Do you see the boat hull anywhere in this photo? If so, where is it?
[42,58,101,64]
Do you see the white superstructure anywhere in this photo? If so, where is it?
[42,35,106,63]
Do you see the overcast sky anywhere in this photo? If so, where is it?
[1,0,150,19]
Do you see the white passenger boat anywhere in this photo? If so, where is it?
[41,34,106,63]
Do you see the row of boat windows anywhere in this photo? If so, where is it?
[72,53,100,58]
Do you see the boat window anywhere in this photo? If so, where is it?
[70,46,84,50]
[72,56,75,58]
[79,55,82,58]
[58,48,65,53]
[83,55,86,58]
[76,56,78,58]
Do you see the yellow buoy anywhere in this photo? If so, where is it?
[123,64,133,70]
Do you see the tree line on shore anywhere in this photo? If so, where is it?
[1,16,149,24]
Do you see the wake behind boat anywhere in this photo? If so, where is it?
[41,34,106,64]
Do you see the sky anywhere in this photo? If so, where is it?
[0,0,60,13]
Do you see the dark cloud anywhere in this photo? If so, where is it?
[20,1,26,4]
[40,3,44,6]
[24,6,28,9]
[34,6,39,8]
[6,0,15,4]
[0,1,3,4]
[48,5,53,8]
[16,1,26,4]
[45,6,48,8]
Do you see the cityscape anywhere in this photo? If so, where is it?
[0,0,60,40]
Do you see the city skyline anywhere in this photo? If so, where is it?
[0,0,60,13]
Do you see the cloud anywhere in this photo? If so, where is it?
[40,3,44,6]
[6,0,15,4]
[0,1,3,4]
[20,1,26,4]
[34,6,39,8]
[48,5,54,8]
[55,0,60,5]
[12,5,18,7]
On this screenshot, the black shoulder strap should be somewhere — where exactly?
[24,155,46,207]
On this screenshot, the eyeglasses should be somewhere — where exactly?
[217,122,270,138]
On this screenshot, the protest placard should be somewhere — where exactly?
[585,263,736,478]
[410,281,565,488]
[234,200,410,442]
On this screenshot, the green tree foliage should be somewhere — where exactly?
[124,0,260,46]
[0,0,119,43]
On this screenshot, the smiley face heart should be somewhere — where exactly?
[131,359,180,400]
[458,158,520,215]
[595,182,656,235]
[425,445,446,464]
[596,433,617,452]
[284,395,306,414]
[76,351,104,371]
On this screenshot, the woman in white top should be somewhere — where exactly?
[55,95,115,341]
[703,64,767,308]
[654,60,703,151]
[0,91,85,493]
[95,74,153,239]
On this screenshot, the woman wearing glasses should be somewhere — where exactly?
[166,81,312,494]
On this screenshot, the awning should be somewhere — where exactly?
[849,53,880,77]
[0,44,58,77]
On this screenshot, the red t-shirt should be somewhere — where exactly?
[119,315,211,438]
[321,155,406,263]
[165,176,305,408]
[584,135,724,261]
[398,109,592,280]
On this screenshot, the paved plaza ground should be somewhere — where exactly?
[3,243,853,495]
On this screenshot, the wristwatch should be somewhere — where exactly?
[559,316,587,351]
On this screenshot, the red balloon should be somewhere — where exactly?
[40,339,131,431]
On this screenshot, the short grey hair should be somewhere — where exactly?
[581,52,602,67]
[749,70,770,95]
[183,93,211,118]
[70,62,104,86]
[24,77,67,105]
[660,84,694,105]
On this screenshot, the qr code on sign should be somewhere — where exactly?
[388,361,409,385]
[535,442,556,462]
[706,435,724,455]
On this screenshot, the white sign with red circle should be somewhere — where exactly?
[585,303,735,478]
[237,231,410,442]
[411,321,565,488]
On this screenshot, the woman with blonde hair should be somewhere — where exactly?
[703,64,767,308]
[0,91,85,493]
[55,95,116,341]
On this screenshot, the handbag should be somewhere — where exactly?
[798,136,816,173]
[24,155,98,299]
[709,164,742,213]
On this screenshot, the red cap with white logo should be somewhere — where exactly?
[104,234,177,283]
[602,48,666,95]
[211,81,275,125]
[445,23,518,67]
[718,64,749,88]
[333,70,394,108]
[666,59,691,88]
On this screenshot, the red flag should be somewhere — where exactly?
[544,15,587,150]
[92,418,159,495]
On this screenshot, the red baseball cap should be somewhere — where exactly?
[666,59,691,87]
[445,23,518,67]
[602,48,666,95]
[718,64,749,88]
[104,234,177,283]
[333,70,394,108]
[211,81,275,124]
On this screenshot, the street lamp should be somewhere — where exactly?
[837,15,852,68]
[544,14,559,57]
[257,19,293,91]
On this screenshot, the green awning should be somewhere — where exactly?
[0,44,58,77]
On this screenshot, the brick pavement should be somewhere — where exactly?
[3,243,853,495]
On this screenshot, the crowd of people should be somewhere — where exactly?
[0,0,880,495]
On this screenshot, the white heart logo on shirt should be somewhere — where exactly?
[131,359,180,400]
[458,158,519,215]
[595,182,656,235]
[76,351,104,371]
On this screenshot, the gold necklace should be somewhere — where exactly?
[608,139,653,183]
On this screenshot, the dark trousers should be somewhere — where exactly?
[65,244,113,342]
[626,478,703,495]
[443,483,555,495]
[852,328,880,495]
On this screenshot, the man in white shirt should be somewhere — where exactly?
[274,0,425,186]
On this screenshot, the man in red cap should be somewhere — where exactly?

----

» Work required: Reproduce the entire listing above, line for line and word for word, with nothing left out.

» Solution to the exercise:
Do you see the boat hull anywhere in this photo? If so, where is it?
[42,58,101,64]
Do you see the white superstructure anywhere in this photo? If so, where is it?
[42,35,106,63]
Do you see the overcast sky anywhere in this photo? If so, where is it?
[1,0,150,19]
Do you see the white passenger boat anywhere in this photo? If so, where is it?
[41,34,106,63]
Do you see the row of boat windows anywhere in this photo? If so, where is it?
[72,53,100,58]
Do you see the boat window anywhere in this photo? If so, where is it?
[70,46,84,50]
[72,56,75,58]
[79,55,82,58]
[58,48,65,53]
[83,55,86,58]
[76,56,78,58]
Do you see the yellow buoy anywhere in this photo? If so, where is it?
[123,64,133,70]
Do you see the tree line on shore anywhere in this photo? If so, where is it?
[1,16,149,24]
Do you see the wake behind boat anywhere in this photo? If so, where is it?
[41,34,106,64]
Do you see the sky anywhere in this photo? If so, where is it?
[0,0,60,13]
Do you see the dark cloud anywhere in this photo? If so, where is it?
[20,1,26,4]
[40,3,44,6]
[24,6,28,9]
[34,6,39,8]
[6,0,15,4]
[0,1,3,4]
[48,5,53,8]
[16,1,26,4]
[45,6,48,8]
Do you see the cityscape anywhere in this photo? If so, where is it?
[0,0,60,40]
Do you see the city skyline anywhere in this photo? If so, where is it?
[0,0,60,13]
Do you see the cloud anywhere in this photo? If so, where is it?
[40,3,44,6]
[6,0,15,4]
[0,1,3,4]
[20,1,26,4]
[34,6,39,8]
[48,5,54,8]
[55,0,60,5]
[12,5,18,7]
On this screenshot, the black shoulder strap should be somewhere — where exactly?
[24,155,46,207]
On this screenshot, the eyeglasses should be somewhere — where exactly?
[217,122,270,138]
On this screenshot, the protest placard should be somewhere — where exactly?
[585,263,736,478]
[410,281,565,488]
[234,200,410,442]
On this screenshot, the green tree foliage should be somewhere — where exactly?
[124,0,260,46]
[0,0,119,43]
On this screenshot, the smiley face heart should be somewhere — where exactly?
[131,359,180,400]
[458,158,520,215]
[595,182,656,235]
[425,445,446,464]
[596,433,617,452]
[284,395,306,414]
[76,351,104,371]
On this screenshot, the woman in white top should be somewhere — where exactly?
[55,95,115,341]
[703,64,767,308]
[654,60,703,151]
[0,91,85,493]
[95,74,153,239]
On this screenshot, the woman wearing glasses should be somewhere — where exactly?
[166,81,312,494]
On this screenshot, the awning should be somewhere — where exactly?
[849,53,880,77]
[0,44,58,77]
On this screenshot, the red t-shirt should be somewhere — where exactly?
[119,315,211,438]
[321,155,406,263]
[165,176,305,408]
[584,135,724,261]
[398,109,592,280]
On this screenshot, the paved plaza ground should be somewhere — where exactly?
[3,243,853,495]
On this screenshot, the wristwatch should be somewhere — where exactly?
[559,316,587,351]
On this screenshot, the red balloon should be somewhere — where exactly?
[40,339,131,431]
On this screenshot, the short grey hair should be somewhere — where exactly?
[581,52,602,67]
[749,70,770,95]
[183,93,211,118]
[70,62,104,86]
[24,77,67,105]
[660,84,694,105]
On this screenshot, the qr code on sign should be somewhere — where exactly?
[388,361,409,385]
[535,442,556,462]
[706,435,724,455]
On this screenshot, the white sign with red circle should be somewhere — where exactly?
[585,303,735,478]
[237,231,410,442]
[411,321,565,488]
On this screenshot, the woman with blonde hair should be somewhere — where exactly?
[703,64,767,308]
[0,91,85,493]
[55,95,116,341]
On this screenshot, the handbag should be somewhere — where exactly?
[798,136,816,173]
[24,155,98,299]
[709,164,742,213]
On this screenshot, the red cap with white logo should be somewhere — where exactly?
[104,234,177,283]
[602,48,666,95]
[211,81,275,125]
[445,23,518,67]
[718,64,749,88]
[333,70,394,108]
[666,59,691,88]
On this screenshot, the red flag should be somewhere — where exactly?
[544,15,587,150]
[92,418,159,495]
On this screenshot, the red baseball cap should be somewhere — where exactly?
[666,59,691,87]
[445,23,518,67]
[602,48,666,95]
[718,64,749,88]
[104,234,177,283]
[333,70,394,108]
[211,81,275,124]
On this screenshot, the street lamp should be somewhere — where exactly?
[837,15,852,68]
[544,14,559,57]
[257,19,293,91]
On this screenshot, the green awning should be somewhere — where exactly?
[0,44,58,77]
On this screenshot, the brick pavement should be somewhere — where exactly?
[3,243,853,495]
On this screenshot, the crowd of people should be somewhere — where exactly?
[0,0,880,495]
On this screenshot, the white heart logo on shirt should be somewhere — where exactly?
[131,359,180,400]
[458,158,519,215]
[595,182,656,235]
[76,351,104,371]
On this screenshot, the gold necklace should be somewhere — where exactly?
[608,139,653,183]
On this screenshot, the dark trousers should be somewhere — where exactly?
[65,244,113,342]
[626,478,703,495]
[443,483,555,495]
[852,328,880,495]
On this screenshot, the man in white shirt should be somewhere — where exactly?
[274,0,425,186]
On this screenshot, the man in red cap should be somewhere — where exactly?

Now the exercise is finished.